===== SOURCE DATA =====

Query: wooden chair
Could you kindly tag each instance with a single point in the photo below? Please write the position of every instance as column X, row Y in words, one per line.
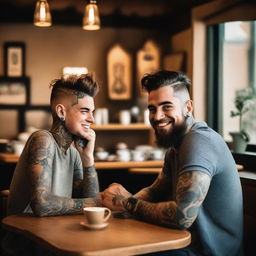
column 3, row 202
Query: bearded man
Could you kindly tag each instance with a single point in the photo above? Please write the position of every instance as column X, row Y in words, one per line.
column 199, row 187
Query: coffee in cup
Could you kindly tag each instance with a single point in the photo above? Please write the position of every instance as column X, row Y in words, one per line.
column 96, row 215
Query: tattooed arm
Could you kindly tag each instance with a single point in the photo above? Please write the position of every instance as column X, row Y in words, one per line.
column 191, row 191
column 89, row 186
column 157, row 191
column 114, row 195
column 43, row 201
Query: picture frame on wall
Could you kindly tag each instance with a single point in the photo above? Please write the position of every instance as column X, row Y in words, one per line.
column 14, row 59
column 14, row 91
column 119, row 68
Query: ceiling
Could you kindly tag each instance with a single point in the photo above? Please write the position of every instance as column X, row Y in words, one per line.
column 114, row 13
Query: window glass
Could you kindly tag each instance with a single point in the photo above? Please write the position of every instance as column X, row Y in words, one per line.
column 238, row 76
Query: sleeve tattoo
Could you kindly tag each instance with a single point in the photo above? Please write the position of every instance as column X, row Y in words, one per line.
column 43, row 202
column 191, row 190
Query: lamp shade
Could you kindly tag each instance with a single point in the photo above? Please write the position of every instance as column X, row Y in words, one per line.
column 42, row 15
column 91, row 19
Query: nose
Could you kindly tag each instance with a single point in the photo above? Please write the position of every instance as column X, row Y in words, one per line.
column 90, row 118
column 159, row 114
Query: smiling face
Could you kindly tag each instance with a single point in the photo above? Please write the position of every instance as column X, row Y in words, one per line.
column 167, row 114
column 79, row 116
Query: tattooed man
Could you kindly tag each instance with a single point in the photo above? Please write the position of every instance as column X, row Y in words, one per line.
column 199, row 188
column 57, row 165
column 50, row 168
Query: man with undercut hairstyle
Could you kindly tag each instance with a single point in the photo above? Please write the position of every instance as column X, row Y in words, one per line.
column 199, row 187
column 57, row 165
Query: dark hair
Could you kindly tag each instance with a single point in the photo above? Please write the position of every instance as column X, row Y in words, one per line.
column 154, row 81
column 80, row 85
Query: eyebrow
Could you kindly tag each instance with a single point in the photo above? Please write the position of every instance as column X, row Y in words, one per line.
column 88, row 109
column 161, row 103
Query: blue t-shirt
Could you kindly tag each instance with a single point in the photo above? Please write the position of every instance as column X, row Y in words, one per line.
column 218, row 228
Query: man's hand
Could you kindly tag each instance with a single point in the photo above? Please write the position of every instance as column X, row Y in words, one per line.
column 114, row 197
column 85, row 147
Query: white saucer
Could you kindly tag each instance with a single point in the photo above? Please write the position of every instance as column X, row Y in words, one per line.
column 94, row 226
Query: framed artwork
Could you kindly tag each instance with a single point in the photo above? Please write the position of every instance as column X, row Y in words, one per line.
column 14, row 91
column 119, row 67
column 14, row 59
column 148, row 61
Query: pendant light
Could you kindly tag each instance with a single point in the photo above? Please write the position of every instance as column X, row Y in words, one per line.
column 91, row 19
column 42, row 15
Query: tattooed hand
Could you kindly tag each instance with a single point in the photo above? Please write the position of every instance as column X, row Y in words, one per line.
column 85, row 147
column 114, row 196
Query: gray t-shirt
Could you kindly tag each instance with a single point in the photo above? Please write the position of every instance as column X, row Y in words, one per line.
column 65, row 167
column 218, row 228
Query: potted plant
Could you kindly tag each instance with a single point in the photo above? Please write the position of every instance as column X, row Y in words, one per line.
column 243, row 100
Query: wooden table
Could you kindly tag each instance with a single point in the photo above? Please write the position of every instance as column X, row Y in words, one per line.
column 65, row 236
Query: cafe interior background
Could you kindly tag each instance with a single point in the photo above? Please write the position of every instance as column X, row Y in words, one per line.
column 213, row 42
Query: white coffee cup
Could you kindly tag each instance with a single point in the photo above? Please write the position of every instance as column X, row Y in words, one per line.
column 96, row 215
column 123, row 155
column 125, row 117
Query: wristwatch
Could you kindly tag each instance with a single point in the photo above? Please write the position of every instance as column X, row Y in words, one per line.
column 131, row 204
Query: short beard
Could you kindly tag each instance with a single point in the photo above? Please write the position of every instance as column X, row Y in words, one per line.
column 173, row 137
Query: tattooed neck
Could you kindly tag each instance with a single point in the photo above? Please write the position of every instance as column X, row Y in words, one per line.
column 79, row 95
column 61, row 135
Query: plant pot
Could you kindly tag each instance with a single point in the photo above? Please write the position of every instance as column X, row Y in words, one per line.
column 239, row 142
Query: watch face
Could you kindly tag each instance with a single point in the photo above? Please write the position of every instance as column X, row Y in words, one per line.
column 132, row 201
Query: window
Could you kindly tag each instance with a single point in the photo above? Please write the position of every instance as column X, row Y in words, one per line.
column 232, row 67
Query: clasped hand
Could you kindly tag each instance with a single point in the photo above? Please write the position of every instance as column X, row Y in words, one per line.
column 114, row 197
column 86, row 152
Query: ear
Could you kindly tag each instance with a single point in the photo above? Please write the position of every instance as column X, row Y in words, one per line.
column 189, row 107
column 60, row 111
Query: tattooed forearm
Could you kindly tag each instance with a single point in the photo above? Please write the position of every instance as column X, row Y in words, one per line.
column 90, row 183
column 157, row 191
column 191, row 191
column 164, row 213
column 192, row 188
column 47, row 204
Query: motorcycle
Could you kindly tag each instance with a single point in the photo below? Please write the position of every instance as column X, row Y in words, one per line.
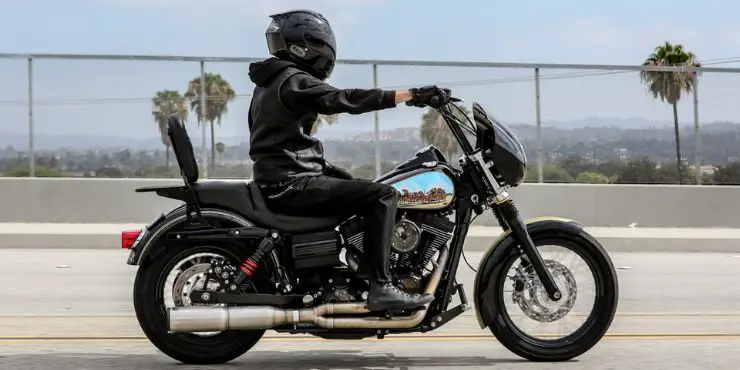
column 237, row 268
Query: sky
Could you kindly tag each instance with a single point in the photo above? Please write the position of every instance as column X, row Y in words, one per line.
column 112, row 97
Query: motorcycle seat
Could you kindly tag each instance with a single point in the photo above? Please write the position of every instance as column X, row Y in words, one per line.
column 245, row 198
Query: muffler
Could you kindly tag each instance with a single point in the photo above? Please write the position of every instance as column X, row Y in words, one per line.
column 206, row 319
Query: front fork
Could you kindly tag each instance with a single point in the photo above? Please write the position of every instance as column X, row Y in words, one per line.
column 508, row 217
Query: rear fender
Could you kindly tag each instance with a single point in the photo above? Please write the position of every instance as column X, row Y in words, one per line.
column 501, row 249
column 151, row 243
column 177, row 192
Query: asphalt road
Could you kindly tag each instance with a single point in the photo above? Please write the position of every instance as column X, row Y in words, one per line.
column 66, row 309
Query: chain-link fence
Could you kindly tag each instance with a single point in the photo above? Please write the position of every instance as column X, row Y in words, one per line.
column 97, row 115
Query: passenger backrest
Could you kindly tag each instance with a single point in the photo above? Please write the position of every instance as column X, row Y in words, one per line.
column 183, row 149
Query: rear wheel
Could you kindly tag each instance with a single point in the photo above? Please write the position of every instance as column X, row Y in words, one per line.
column 167, row 282
column 533, row 326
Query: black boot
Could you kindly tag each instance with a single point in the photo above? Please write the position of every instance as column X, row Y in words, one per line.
column 377, row 240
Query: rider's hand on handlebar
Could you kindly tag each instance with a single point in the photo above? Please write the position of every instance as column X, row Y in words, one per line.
column 431, row 95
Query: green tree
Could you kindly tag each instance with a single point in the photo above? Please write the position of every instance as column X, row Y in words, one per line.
column 669, row 86
column 220, row 147
column 640, row 170
column 40, row 171
column 434, row 130
column 219, row 94
column 550, row 173
column 166, row 103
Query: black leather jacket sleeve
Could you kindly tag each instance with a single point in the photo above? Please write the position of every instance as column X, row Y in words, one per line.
column 302, row 93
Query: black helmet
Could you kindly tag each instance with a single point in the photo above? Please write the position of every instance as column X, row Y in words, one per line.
column 304, row 37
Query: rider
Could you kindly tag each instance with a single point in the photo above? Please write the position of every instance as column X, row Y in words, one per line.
column 289, row 164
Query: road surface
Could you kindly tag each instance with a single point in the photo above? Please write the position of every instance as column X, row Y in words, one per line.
column 71, row 309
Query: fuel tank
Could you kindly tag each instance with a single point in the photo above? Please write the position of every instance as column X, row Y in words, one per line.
column 424, row 189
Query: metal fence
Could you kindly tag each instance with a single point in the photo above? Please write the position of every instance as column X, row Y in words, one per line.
column 373, row 68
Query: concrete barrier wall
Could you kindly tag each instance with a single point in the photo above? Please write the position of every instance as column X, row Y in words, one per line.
column 57, row 200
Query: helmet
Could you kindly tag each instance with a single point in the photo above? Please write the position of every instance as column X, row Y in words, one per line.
column 304, row 37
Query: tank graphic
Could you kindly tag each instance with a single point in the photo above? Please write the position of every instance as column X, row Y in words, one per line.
column 429, row 190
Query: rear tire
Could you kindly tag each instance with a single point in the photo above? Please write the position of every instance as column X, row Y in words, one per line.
column 592, row 330
column 188, row 348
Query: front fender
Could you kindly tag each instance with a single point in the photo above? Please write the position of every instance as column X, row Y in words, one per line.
column 500, row 250
column 148, row 247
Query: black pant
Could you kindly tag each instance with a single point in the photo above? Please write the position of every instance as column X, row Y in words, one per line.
column 330, row 196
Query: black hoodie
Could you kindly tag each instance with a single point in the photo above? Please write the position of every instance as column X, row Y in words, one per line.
column 285, row 106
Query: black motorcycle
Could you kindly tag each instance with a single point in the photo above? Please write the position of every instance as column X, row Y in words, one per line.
column 217, row 272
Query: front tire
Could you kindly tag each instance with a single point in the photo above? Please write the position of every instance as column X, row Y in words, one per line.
column 589, row 333
column 189, row 348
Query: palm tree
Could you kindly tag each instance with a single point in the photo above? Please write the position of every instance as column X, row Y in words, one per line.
column 324, row 119
column 166, row 103
column 434, row 131
column 669, row 86
column 219, row 94
column 220, row 147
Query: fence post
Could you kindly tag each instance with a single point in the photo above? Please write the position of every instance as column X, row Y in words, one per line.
column 697, row 139
column 31, row 151
column 203, row 105
column 377, row 126
column 540, row 159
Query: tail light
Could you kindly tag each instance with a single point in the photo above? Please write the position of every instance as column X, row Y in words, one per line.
column 129, row 238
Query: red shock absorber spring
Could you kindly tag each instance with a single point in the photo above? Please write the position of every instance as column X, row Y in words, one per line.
column 251, row 264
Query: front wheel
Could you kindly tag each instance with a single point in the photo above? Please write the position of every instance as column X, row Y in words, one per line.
column 529, row 323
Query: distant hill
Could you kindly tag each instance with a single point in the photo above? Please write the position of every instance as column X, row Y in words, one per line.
column 559, row 132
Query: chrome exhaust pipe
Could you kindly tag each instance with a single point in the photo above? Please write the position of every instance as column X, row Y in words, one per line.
column 207, row 319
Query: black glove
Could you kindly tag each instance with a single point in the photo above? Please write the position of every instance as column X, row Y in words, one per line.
column 430, row 95
column 338, row 172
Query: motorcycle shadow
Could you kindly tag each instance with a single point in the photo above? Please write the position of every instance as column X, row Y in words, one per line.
column 314, row 360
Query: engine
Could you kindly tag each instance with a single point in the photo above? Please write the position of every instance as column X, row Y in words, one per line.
column 417, row 238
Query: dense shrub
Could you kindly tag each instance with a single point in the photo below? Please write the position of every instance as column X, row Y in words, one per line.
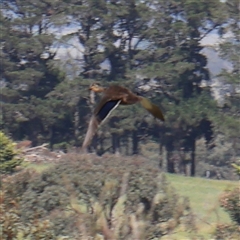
column 108, row 197
column 230, row 201
column 9, row 158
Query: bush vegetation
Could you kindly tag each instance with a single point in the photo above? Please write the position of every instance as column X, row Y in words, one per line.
column 8, row 155
column 102, row 198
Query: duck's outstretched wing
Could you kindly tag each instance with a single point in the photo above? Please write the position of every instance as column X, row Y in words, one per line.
column 152, row 108
column 102, row 111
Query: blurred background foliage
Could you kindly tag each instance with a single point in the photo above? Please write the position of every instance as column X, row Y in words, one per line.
column 52, row 50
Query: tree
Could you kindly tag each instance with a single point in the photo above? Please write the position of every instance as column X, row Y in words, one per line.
column 28, row 70
column 8, row 155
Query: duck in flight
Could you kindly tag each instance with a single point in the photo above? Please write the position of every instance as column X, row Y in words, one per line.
column 112, row 97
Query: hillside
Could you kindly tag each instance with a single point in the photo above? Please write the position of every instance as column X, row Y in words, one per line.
column 203, row 195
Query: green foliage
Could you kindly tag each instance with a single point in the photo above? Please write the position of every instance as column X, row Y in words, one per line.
column 8, row 155
column 105, row 197
column 237, row 168
column 230, row 201
column 227, row 231
column 12, row 226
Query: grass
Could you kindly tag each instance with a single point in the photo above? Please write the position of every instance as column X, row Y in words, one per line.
column 204, row 200
column 203, row 195
column 38, row 167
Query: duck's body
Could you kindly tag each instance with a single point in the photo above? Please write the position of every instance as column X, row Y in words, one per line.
column 112, row 97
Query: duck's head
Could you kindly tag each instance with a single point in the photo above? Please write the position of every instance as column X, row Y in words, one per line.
column 96, row 87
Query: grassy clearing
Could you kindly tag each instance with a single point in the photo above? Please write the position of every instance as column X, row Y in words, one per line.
column 38, row 167
column 203, row 195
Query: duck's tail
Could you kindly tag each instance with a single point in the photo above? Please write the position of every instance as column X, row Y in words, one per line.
column 152, row 108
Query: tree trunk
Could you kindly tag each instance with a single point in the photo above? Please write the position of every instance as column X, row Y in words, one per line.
column 134, row 142
column 193, row 164
column 170, row 162
column 116, row 144
column 76, row 126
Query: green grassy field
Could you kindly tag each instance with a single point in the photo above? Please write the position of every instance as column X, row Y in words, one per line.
column 204, row 200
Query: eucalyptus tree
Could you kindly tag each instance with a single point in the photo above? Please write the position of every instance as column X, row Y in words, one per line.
column 28, row 72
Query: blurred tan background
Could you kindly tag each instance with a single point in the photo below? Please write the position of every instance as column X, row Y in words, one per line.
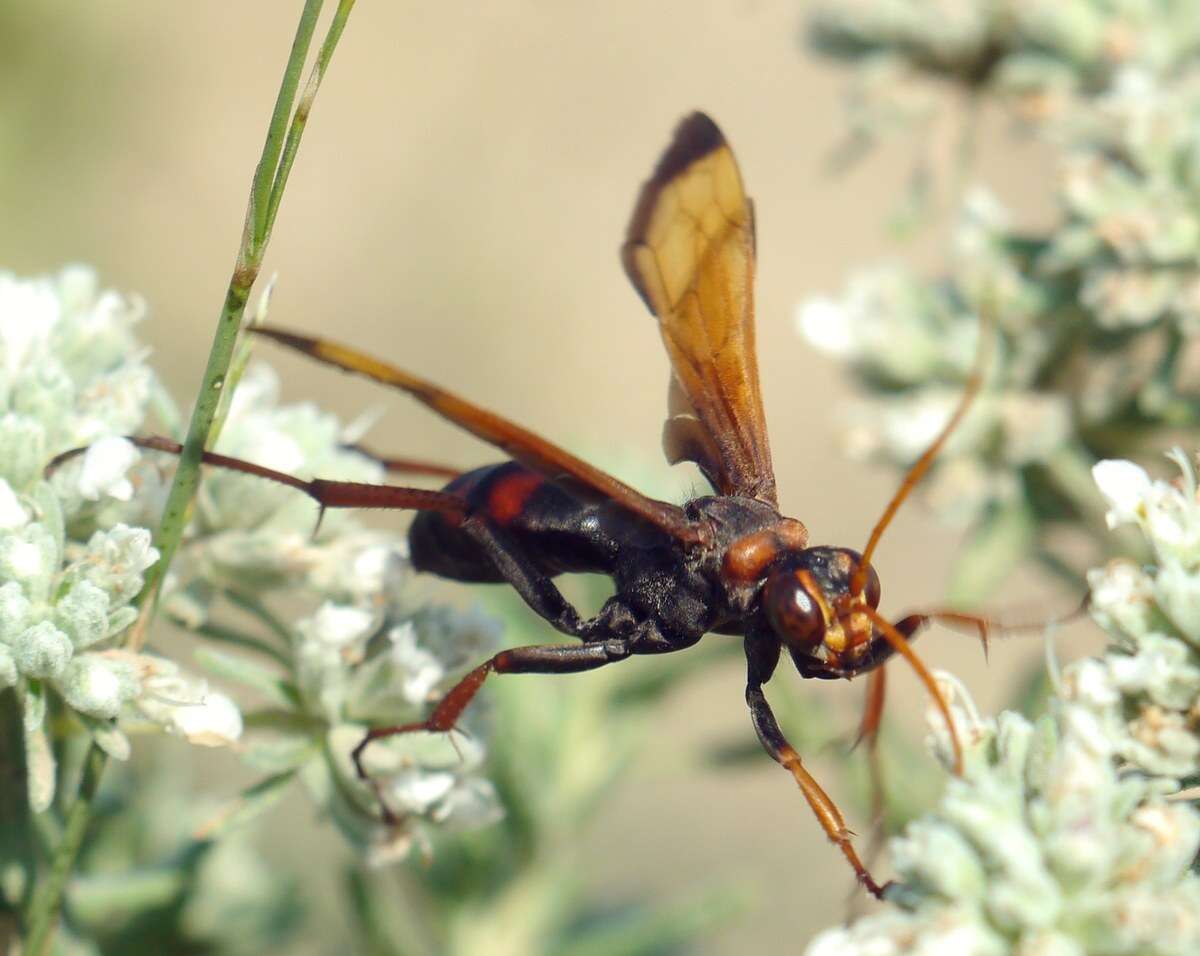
column 456, row 208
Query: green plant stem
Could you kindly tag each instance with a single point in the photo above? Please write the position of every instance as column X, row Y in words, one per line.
column 250, row 257
column 300, row 118
column 265, row 193
column 43, row 911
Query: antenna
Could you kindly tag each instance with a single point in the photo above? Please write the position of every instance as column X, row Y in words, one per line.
column 975, row 382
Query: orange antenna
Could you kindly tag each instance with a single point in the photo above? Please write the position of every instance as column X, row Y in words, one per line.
column 975, row 382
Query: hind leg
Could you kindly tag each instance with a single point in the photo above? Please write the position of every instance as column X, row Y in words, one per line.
column 556, row 659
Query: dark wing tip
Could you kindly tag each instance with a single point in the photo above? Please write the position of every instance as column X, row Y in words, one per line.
column 695, row 137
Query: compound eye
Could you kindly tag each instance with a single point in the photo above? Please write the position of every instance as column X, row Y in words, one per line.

=====

EXERCISE TASK:
Quote word for word the lines of the material that begin with the line containing "Query: tail light" and end with the line containing "column 417, row 238", including both of those lines.

WRITTEN REPLY:
Query: tail light
Could you kindly tag each instance with a single point in the photo above? Please write the position of every instance as column X, row Y in words, one per line.
column 129, row 238
Query: red shock absorber spring
Could you kindly tag each instance with a single point in the photo above? Please write the position of every instance as column X, row Y in words, one per line.
column 251, row 264
Query: front wheel
Could you kindly tag each instance with a single point in the photo above? Please write the position of every instance as column X, row Y in words, one per line.
column 529, row 323
Query: distant hill
Could you kindly tag each instance with a single point in the photo above? Please write the position of every instance as column X, row Y in words, one per line.
column 559, row 132
Query: chrome exhaust pipe
Could you kindly tag each instance with a single point in the photo above? Please write the position of every instance as column X, row Y in words, one per line.
column 207, row 319
Query: black glove
Could you kindly tag each instance with a single point in the photo above? Please write the position of every instance as column X, row Y in words, one per line.
column 430, row 95
column 338, row 172
Query: motorcycle shadow
Could you kindly tag each instance with a single point in the photo above? Please write the position of every instance as column X, row Y in words, one per line.
column 314, row 360
Query: engine
Could you kindly tag each instance with a single point in the photo above? Please write the position of every instance as column X, row Y in words, one per line.
column 417, row 238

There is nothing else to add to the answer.